** Written request **
Your task is to transcribe the entries below exactly, beginning with the line containing "Can you see the balloon?" and ending with the final line, and to add nothing else.

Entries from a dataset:
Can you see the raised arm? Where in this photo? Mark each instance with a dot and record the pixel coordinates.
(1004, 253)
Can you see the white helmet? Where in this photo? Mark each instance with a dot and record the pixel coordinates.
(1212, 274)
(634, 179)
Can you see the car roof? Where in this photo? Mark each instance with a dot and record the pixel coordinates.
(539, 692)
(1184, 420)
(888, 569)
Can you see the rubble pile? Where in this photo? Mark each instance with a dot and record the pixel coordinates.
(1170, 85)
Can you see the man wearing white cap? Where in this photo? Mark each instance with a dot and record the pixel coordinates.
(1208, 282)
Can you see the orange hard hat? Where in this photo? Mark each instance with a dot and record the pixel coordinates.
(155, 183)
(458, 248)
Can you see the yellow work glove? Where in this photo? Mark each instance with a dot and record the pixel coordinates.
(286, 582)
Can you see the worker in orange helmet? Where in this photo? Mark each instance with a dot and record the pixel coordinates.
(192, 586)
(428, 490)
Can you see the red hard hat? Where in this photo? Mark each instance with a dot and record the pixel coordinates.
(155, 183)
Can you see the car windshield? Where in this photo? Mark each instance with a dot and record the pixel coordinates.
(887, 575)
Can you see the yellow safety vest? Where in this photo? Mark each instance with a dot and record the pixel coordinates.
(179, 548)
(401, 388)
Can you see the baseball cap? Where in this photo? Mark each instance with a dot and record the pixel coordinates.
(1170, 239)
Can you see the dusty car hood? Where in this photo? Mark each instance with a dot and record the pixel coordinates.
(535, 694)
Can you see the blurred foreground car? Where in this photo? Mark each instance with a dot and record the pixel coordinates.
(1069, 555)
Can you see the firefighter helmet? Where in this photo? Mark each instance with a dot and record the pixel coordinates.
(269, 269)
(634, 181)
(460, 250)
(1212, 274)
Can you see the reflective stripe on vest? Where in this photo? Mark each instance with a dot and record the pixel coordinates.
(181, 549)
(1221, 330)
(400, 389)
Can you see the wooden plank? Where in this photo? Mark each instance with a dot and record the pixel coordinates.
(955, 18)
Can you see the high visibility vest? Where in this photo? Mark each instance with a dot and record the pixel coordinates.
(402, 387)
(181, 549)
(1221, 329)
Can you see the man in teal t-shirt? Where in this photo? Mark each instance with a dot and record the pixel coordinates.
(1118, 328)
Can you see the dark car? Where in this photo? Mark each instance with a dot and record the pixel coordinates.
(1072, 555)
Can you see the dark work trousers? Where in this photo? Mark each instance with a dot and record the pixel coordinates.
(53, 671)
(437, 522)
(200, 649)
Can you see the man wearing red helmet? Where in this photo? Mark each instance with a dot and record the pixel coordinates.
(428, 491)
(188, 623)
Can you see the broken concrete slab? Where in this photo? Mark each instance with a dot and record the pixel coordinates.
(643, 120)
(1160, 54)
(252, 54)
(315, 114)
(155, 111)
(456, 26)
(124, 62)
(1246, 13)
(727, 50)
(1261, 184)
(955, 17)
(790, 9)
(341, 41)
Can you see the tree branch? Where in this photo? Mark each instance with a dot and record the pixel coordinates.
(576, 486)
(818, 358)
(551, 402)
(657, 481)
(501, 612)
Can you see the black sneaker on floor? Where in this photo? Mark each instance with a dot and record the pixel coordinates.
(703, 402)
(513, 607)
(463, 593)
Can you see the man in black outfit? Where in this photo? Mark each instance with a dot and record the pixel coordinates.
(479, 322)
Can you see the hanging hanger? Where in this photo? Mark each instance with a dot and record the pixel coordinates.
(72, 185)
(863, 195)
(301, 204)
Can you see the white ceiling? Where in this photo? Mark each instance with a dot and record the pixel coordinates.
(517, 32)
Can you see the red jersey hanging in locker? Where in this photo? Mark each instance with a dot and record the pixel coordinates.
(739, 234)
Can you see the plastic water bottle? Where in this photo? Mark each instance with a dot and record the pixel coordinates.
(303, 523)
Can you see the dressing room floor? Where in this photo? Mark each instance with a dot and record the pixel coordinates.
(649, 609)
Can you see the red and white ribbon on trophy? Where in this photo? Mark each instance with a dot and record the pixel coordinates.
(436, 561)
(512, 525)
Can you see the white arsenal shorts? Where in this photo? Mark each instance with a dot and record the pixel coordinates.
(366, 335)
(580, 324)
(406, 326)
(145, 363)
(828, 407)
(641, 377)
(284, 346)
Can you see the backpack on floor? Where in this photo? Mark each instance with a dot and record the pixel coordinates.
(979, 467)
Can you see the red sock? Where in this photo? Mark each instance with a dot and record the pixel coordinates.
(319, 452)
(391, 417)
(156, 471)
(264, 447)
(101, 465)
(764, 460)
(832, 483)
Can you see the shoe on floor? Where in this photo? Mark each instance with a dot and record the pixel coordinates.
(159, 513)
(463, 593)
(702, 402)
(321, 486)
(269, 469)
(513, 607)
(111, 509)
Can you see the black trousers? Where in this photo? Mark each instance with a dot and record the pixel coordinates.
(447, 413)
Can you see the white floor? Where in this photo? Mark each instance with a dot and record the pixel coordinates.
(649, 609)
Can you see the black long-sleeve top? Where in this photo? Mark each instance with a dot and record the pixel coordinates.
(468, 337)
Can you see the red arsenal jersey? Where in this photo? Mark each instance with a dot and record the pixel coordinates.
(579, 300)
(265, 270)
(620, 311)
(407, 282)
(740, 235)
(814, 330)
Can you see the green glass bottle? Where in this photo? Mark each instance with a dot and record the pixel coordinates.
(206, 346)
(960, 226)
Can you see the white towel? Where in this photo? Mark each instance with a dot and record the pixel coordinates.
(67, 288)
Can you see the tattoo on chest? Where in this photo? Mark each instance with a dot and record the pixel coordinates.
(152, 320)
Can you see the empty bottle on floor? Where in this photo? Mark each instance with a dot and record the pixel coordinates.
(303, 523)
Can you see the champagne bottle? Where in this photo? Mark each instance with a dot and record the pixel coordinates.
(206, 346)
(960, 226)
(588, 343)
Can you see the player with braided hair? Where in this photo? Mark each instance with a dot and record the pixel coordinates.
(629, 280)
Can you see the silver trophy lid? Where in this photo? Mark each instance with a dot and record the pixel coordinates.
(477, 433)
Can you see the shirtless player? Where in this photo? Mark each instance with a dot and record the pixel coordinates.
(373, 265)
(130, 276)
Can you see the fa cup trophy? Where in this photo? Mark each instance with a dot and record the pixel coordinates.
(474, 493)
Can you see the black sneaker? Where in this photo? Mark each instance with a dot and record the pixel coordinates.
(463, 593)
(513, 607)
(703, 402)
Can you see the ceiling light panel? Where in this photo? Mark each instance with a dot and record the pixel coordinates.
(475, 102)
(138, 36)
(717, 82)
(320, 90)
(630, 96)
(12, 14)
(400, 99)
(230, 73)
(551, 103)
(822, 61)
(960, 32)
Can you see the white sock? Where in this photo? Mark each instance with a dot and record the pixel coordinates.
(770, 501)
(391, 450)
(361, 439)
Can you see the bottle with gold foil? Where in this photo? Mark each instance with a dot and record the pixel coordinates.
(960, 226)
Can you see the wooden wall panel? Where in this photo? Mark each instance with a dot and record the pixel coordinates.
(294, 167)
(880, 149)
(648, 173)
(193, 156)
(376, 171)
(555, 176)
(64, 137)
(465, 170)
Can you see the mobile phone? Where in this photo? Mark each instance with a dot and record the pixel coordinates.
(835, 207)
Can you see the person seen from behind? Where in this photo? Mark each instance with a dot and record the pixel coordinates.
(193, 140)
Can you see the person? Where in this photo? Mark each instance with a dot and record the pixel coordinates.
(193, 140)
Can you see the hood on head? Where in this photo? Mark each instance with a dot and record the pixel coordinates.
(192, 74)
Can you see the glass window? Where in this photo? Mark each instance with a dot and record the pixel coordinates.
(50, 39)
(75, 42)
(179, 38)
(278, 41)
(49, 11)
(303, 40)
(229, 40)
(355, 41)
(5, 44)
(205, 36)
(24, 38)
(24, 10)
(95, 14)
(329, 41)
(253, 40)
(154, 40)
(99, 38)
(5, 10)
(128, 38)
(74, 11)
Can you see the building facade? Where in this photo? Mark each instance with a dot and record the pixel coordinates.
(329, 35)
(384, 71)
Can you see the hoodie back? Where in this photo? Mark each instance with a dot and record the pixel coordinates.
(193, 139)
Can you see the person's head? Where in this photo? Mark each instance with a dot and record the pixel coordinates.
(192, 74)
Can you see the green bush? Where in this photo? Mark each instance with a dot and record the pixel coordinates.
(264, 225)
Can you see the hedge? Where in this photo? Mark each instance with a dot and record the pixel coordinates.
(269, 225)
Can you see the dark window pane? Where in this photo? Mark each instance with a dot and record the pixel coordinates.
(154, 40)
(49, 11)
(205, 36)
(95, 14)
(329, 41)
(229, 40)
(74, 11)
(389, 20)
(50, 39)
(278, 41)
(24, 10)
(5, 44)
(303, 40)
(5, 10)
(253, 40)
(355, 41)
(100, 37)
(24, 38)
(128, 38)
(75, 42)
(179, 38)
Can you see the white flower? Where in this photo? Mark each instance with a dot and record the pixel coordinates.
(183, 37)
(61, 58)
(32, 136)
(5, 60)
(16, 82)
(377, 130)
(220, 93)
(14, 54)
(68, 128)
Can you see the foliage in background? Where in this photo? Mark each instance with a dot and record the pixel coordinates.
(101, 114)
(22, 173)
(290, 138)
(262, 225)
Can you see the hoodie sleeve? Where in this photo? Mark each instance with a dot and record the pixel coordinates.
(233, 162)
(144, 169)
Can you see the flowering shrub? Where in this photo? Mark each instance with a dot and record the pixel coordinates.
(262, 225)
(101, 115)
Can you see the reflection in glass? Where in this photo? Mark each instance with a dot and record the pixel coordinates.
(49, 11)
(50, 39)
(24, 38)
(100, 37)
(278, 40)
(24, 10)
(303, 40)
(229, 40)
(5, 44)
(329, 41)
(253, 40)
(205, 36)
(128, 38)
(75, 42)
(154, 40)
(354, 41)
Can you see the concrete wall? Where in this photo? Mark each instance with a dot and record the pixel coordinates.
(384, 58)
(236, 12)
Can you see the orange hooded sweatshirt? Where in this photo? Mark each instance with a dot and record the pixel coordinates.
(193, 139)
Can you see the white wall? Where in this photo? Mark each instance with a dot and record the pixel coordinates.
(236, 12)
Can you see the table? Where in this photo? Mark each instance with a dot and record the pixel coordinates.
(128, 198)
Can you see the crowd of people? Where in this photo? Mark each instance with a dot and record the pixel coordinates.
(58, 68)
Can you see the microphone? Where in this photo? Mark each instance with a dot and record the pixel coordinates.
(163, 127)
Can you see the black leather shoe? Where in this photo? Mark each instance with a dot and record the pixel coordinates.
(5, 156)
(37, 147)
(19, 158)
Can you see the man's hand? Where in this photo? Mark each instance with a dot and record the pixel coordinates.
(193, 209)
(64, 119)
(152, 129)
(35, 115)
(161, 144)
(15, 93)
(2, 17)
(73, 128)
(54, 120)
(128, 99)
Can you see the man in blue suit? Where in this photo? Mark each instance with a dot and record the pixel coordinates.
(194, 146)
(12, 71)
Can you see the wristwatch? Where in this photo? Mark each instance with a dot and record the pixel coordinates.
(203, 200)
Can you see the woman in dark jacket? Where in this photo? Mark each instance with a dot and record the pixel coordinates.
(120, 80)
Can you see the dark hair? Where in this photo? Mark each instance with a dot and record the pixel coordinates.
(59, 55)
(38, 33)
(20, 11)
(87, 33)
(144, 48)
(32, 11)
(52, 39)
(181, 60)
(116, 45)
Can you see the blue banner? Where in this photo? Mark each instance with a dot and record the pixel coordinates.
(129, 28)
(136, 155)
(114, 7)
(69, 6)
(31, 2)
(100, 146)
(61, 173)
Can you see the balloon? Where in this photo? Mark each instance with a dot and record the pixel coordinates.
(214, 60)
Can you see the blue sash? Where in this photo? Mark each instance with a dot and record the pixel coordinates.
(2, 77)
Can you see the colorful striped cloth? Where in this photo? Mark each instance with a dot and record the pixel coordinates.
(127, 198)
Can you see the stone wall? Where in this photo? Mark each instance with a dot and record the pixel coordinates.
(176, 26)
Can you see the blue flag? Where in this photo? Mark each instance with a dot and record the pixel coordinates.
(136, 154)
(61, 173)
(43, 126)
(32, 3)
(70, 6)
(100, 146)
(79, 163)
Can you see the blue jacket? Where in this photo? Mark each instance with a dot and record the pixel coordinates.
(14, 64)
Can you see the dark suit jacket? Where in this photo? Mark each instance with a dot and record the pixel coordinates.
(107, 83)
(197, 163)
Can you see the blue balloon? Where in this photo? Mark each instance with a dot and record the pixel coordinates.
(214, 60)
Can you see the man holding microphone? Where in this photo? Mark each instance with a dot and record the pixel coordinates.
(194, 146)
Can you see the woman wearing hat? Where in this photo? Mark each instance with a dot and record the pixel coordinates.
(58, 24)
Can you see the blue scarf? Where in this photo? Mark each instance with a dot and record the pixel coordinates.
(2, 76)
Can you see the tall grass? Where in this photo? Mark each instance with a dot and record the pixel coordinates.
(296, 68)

** Reply to the task **
Can you see the balloon? Where in this photo? Mark each instance with a dot and record the pixel coordinates.
(214, 60)
Can you see the blue sash? Where in this photo? Mark each instance with a dot and record the pixel coordinates.
(2, 77)
Can you see the colorful striped cloth? Where in this photo? Mark each instance with a dot and record the pixel coordinates.
(127, 198)
Can you see the stone wall? Where in this photo? Mark each instance with a dot and record the pixel coordinates.
(176, 26)
Can you see the blue flag? Where in this photo? Mark each instance with a dot and record the pixel coordinates.
(136, 154)
(61, 173)
(43, 126)
(32, 3)
(70, 6)
(100, 146)
(79, 163)
Can you see the blue jacket? Where in this photo? Mark each instance with a dot and record the pixel coordinates.
(14, 64)
Can you see the dark suit jacket? Where in this photo? Mark each instance with a dot and record the pixel coordinates.
(107, 83)
(197, 163)
Can you see the blue balloon? Where in this photo? Mark each instance with a dot and record the pixel coordinates.
(214, 60)
Can you see the man holding microphone? Where in this photo? Mark each instance with a dot and record the pixel coordinates.
(194, 146)
Can you see the woman wearing hat? Where in this photo? Mark each instance with a dot and record the pixel coordinates.
(58, 24)
Can you see the blue scarf? Where in this photo? Mark each instance with a dot and record the pixel coordinates.
(2, 76)
Can you see the tall grass? Where in this photo? Mark each instance with a dot and record the pixel coordinates.
(296, 68)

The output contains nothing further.